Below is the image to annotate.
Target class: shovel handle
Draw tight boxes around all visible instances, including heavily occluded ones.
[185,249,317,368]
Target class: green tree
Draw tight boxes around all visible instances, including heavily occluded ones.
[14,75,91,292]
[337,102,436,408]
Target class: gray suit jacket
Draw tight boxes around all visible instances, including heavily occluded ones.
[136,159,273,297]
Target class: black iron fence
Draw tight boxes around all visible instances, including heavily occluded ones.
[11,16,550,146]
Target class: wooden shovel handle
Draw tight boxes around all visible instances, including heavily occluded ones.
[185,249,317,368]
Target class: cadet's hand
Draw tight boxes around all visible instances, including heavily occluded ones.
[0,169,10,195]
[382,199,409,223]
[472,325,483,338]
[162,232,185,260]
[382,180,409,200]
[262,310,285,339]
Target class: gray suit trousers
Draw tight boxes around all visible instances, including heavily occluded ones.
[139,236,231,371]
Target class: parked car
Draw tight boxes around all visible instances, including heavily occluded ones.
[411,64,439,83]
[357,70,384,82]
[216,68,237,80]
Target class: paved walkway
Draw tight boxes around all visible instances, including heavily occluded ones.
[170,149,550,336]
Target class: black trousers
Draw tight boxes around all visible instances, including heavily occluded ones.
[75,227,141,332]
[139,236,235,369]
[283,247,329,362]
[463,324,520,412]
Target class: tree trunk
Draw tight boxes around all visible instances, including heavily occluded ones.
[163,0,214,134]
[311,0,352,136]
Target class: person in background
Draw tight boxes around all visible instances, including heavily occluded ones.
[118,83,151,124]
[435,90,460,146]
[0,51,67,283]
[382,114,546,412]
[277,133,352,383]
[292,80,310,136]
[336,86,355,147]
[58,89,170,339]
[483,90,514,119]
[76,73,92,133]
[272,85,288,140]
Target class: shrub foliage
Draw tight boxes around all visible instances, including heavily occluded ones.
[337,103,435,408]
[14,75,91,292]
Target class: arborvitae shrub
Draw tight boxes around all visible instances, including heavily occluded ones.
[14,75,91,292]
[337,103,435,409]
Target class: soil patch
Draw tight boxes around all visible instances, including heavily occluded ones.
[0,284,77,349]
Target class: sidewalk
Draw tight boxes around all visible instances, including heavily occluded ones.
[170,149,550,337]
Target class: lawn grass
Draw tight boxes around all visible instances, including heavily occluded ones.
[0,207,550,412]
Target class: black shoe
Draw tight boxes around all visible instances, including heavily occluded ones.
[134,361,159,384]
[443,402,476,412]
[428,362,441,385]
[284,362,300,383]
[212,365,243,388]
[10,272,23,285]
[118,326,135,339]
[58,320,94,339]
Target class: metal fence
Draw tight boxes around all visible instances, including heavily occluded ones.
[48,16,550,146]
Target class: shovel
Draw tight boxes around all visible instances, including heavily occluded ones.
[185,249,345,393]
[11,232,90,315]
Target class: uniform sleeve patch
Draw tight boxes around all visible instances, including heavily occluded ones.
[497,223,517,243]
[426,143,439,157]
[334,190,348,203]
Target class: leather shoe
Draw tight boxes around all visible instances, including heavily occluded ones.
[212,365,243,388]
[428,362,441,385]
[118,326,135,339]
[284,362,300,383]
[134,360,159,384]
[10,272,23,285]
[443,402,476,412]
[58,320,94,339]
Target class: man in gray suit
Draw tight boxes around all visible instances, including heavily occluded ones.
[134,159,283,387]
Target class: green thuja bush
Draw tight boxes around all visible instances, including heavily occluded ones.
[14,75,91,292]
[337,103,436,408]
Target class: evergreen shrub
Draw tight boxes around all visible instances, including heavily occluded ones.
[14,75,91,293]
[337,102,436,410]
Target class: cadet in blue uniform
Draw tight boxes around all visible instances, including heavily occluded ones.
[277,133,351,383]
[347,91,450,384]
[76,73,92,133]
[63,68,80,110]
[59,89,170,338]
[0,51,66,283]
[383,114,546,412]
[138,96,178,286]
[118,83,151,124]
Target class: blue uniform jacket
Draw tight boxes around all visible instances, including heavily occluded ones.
================
What the task asks:
Gather every line of the entries that contains the string "gray", copying each one.

Written solution:
Target class: gray suit jacket
Target class: gray suit trousers
Target class: man in gray suit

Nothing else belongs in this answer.